##### QUOTED PASSAGE

W3C home > Mailing lists > Public > www-tag@w3.org > March 2013

Re: Meaningless: towards a real-world web semantics observatory

From: Alex Russell <slightlyoff@google.com>
Date: Wed, 27 Mar 2013 15:25:43 +0000
Message-ID: <CANr5HFU=hWs41EXdSWCME-JjtrNLhhdMHcLCM5_pe5DMThNnYg@mail.gmail.com>
To: Noah Mendelsohn <nrm@arcanedomain.com>
Cc: "www-tag@w3.org List" <www-tag@w3.org>, Tantek Çelik <tcelik@mozilla.com>
On Wednesday, March 27, 2013, Noah Mendelsohn wrote:

> (Leaving off most of the cc: list to avoid cross-posted discussion.
> Nothing sensitive here -- feel feel to forward if useful.)
> This looks very cool. Would it be easy/reasonable/in-the-spirit-**of-the-thing
> to extend it start gathering statistics on JSON, XML, various forms of RDF,
> RDF-a, etc?

So the way it works is by analyzing nodes as you browse. If you can think
of a lightweight way to charachterize an element as being in one of these
buckets, patches welcome!

> For that matter, it would also be >really< interesting to watch things
> like content that will be interpreted differently by the HTML5 sniffing
> rules than by following authoritative metadata.

##########
##### RECORD SET

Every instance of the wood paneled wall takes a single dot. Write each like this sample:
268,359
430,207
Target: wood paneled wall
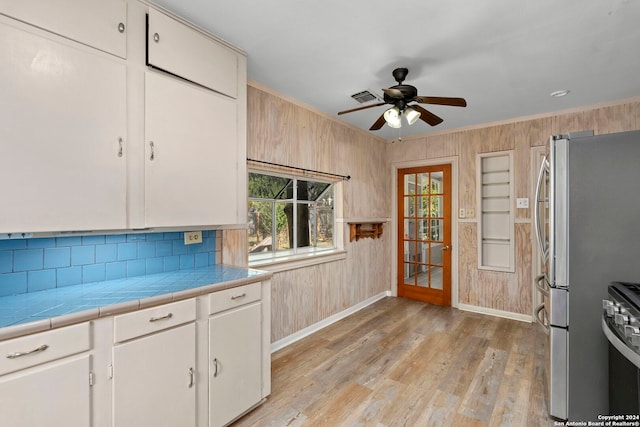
285,132
511,292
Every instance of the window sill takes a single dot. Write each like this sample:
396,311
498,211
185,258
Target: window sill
295,262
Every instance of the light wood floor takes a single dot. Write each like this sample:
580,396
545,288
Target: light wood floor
401,362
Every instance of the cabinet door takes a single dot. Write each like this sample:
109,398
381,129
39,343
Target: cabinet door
63,119
235,357
185,52
191,140
56,394
154,380
97,23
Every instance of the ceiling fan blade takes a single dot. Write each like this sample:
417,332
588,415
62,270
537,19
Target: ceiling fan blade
427,116
454,102
379,123
393,93
361,108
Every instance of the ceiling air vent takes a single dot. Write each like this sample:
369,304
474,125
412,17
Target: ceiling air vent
365,96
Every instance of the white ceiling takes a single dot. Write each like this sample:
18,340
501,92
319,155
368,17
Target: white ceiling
503,56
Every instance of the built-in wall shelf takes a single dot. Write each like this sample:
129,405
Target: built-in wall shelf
362,229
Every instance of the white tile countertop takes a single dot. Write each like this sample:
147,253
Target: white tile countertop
42,310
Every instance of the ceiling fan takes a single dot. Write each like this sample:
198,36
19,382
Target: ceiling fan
400,96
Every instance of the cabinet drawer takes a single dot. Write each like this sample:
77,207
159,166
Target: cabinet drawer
97,23
24,352
143,322
234,297
185,52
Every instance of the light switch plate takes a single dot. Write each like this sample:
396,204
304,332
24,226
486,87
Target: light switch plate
191,237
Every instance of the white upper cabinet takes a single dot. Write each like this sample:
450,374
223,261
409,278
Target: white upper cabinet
98,23
204,62
63,134
191,154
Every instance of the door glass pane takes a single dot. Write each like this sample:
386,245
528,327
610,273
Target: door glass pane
437,179
410,184
422,278
436,277
436,206
409,251
436,254
423,230
409,206
423,183
423,252
437,228
409,273
422,206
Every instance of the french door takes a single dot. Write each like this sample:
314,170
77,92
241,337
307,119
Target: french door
424,233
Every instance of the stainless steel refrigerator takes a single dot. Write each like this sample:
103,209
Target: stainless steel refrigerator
587,216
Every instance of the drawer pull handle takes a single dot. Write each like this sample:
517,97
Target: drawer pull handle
165,317
26,353
152,156
191,377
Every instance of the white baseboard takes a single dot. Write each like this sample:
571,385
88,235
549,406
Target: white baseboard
498,313
281,343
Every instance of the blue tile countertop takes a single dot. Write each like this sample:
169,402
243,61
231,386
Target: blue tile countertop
42,310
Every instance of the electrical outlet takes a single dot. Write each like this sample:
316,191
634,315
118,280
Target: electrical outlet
191,237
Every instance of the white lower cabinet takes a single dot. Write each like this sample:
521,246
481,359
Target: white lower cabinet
154,381
202,361
236,364
45,379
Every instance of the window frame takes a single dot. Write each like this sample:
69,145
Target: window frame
296,254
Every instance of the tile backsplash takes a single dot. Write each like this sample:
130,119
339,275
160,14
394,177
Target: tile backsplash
28,265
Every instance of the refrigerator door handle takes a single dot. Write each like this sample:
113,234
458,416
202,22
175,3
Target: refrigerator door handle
544,170
541,284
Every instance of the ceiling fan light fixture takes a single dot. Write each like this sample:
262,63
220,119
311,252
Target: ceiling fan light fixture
392,117
411,115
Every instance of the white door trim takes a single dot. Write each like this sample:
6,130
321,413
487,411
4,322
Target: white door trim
453,161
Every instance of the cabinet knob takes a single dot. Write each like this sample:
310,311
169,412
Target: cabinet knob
215,367
26,353
191,373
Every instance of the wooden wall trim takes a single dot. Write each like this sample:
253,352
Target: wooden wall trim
308,107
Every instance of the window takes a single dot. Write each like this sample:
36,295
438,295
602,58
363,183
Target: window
288,216
495,235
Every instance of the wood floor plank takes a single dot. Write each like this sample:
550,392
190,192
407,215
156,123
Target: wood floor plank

##########

• **GIVEN EXERCISE**: In the mailing list message, why did Noah Mendelsohn leave most of the cc: list off his note, and why did he say it could still be forwarded?

• **EXERCISE OUTPUT**: He left most of the cc: list off to avoid cross-posted discussion. He said it could be forwarded if useful because nothing in it was sensitive.